■ **TASK DETAILS**
Everything from the line containing "An agriculture drone captured the photo above. Locate any beaded" down to the last line of the entries below must be transcribed exactly, and nothing else.

■ **MATERIAL PROVIDED**
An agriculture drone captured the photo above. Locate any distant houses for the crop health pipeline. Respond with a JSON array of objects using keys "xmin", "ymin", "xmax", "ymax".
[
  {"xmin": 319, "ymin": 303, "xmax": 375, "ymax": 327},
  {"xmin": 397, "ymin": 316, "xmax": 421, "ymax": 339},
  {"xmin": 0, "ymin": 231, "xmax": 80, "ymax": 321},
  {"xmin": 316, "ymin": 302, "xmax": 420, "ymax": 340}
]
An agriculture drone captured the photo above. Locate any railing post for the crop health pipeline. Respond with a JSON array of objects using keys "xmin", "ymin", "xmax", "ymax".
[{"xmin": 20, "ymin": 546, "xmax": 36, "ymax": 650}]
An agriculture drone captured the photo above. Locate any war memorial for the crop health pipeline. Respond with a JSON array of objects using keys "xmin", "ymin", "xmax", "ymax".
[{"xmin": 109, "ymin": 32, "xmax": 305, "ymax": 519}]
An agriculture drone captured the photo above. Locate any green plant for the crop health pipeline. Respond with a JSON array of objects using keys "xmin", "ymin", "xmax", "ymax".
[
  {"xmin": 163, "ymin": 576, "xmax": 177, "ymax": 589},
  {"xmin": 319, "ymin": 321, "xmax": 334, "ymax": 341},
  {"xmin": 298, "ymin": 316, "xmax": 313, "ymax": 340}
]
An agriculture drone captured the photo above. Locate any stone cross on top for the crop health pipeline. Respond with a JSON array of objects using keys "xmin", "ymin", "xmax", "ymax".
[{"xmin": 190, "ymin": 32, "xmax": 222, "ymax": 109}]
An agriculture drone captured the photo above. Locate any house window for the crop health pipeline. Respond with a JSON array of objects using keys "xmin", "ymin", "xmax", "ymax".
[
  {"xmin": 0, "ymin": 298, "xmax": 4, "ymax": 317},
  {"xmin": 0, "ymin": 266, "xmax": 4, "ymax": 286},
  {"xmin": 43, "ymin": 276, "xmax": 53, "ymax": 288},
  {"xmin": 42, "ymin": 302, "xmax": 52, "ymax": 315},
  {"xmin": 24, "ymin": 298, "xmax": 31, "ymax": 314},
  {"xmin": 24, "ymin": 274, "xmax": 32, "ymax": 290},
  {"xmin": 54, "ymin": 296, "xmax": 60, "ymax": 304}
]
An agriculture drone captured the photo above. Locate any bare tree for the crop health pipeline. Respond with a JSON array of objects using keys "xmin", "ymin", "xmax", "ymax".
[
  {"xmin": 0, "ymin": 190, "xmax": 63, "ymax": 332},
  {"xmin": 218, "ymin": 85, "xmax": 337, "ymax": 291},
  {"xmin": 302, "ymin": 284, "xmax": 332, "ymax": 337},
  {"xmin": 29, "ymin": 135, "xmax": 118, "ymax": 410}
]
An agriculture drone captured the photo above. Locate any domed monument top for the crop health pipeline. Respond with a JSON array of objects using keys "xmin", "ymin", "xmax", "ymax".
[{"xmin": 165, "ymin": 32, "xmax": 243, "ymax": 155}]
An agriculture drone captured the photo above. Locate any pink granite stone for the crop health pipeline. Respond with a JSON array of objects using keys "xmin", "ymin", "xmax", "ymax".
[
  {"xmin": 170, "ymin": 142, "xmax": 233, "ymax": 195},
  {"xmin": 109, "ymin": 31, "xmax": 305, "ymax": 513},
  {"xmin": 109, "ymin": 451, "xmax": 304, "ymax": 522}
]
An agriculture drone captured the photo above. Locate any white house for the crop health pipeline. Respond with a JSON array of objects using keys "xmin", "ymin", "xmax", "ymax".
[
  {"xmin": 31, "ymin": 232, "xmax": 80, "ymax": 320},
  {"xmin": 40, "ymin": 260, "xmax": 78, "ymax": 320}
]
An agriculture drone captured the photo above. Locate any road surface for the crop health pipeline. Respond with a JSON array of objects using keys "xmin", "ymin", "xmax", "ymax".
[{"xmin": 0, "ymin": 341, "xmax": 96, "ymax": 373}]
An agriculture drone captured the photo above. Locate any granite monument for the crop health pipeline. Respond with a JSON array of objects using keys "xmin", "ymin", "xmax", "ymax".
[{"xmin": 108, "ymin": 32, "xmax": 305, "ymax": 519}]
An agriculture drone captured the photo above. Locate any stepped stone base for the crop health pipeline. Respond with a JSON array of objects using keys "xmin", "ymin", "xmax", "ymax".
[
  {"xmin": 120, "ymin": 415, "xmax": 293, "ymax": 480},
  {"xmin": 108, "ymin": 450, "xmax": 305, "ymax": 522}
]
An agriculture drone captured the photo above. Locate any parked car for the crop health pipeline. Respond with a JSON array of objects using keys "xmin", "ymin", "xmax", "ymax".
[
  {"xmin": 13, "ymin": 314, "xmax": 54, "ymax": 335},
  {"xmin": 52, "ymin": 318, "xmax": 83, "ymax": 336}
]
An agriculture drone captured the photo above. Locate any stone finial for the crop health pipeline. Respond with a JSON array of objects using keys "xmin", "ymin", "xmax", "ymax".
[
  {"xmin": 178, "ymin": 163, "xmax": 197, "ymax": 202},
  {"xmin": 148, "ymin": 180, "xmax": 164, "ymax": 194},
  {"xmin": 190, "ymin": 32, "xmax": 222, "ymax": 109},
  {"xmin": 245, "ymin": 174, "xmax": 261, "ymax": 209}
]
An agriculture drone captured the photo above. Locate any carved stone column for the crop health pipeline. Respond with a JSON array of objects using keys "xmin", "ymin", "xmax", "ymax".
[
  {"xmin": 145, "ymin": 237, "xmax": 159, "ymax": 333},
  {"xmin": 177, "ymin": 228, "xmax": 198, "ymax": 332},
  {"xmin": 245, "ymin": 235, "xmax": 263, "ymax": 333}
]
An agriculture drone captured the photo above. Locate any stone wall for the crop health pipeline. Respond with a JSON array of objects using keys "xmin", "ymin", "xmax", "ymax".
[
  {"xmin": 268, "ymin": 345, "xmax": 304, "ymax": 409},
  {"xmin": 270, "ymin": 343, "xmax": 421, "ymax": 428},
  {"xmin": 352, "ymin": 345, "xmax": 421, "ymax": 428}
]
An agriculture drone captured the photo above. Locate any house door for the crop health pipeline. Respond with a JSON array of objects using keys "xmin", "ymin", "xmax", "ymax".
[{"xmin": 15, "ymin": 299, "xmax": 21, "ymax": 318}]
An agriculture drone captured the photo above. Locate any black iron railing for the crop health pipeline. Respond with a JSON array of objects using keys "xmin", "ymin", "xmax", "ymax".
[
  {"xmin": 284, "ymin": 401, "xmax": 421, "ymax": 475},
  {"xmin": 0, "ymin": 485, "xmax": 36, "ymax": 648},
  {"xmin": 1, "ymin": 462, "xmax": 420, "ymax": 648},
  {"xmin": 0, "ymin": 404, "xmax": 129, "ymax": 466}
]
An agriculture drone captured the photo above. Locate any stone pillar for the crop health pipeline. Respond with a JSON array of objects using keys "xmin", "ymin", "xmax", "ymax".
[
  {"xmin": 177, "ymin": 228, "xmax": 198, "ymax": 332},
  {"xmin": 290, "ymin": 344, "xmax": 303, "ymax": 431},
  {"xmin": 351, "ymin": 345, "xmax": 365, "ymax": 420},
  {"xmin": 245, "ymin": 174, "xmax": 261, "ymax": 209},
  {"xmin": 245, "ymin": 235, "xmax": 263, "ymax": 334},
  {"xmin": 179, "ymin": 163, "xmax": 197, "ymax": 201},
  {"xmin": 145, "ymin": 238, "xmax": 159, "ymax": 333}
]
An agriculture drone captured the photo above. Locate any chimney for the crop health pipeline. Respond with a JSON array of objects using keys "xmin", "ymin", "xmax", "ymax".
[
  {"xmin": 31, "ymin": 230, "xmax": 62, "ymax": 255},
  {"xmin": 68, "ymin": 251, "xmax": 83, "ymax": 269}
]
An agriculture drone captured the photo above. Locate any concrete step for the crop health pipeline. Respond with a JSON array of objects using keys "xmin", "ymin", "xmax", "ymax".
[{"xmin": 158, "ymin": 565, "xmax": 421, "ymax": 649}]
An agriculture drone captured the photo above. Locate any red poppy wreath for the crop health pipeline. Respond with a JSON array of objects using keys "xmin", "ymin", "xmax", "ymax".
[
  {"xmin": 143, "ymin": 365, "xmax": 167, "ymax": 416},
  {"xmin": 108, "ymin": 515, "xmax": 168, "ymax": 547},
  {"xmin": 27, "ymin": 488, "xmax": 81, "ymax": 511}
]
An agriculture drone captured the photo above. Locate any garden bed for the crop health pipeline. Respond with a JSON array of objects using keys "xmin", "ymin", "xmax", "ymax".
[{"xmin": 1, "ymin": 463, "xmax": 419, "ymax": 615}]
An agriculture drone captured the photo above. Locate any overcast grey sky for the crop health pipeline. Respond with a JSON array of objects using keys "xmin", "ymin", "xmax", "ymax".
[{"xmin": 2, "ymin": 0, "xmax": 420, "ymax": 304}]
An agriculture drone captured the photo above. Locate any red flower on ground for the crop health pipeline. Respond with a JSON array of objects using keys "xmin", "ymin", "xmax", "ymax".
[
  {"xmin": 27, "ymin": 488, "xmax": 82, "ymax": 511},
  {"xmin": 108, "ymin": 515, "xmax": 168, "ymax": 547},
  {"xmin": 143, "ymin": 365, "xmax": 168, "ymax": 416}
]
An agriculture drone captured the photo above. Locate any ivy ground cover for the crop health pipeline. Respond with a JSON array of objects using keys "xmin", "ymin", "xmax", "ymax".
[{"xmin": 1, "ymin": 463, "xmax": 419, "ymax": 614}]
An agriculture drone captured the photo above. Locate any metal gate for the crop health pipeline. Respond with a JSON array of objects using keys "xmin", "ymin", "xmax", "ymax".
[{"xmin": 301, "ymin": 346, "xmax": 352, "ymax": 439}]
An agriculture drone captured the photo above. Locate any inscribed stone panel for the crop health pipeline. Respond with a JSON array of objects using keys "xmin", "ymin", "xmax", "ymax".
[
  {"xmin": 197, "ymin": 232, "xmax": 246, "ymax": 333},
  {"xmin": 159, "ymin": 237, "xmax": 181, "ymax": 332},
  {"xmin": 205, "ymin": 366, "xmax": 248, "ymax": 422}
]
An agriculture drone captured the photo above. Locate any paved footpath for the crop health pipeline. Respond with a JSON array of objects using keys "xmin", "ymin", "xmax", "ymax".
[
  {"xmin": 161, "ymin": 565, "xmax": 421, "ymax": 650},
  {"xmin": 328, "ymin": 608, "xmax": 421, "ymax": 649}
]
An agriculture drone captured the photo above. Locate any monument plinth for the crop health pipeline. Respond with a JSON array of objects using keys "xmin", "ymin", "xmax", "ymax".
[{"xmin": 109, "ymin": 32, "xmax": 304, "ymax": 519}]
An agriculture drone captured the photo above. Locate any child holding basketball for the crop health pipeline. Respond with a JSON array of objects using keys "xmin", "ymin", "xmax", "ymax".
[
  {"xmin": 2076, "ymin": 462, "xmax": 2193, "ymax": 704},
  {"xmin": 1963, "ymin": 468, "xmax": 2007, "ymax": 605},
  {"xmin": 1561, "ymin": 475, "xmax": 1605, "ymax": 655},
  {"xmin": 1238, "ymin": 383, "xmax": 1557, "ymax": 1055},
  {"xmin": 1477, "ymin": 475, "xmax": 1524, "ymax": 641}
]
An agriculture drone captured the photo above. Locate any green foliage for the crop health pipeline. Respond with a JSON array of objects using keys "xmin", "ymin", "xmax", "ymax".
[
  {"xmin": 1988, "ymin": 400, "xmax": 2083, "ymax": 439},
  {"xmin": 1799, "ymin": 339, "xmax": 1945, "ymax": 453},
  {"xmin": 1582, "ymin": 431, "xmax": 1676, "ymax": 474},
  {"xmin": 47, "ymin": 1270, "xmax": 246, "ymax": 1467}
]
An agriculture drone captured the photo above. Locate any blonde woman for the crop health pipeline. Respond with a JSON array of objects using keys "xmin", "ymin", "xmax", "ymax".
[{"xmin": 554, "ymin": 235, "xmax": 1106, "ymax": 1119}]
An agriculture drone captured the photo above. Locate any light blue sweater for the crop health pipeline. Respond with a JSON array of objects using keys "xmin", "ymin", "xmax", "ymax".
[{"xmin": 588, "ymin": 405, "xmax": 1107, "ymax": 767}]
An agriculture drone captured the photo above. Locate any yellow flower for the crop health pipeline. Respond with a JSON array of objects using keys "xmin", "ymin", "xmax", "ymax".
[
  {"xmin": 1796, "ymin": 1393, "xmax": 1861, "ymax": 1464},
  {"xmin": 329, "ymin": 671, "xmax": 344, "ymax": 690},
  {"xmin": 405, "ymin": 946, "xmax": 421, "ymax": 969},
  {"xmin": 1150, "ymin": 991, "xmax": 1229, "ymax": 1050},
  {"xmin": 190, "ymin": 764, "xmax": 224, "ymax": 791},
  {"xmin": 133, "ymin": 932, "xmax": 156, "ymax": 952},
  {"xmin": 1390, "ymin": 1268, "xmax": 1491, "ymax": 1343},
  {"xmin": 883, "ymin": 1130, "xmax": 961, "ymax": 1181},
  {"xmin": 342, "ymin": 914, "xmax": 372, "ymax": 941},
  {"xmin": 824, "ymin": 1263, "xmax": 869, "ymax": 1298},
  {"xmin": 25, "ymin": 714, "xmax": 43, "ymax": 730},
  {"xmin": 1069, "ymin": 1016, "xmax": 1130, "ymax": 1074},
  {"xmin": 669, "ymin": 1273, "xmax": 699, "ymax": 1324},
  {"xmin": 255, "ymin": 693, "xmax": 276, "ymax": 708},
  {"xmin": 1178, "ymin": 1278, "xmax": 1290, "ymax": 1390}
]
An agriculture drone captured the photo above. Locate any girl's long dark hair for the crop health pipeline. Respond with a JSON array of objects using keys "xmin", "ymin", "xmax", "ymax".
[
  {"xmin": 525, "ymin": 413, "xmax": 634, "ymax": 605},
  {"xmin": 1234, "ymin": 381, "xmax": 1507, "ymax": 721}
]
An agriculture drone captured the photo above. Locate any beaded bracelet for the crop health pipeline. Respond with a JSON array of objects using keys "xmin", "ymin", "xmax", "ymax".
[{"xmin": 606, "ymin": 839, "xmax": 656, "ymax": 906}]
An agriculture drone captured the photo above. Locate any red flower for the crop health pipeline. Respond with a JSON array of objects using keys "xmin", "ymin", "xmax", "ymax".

■ **WORKED SOLUTION**
An agriculture drone captured the photo above. Locate any beaded bracelet for the crop health pipeline. Respond with a JSON array of objects using keys "xmin", "ymin", "xmax", "ymax".
[{"xmin": 606, "ymin": 839, "xmax": 656, "ymax": 906}]
An agriculture drone captured the photo above. Locate any red flower for the crop health pipeline. Respond with a JSON array of objects using keys "xmin", "ymin", "xmax", "ymax".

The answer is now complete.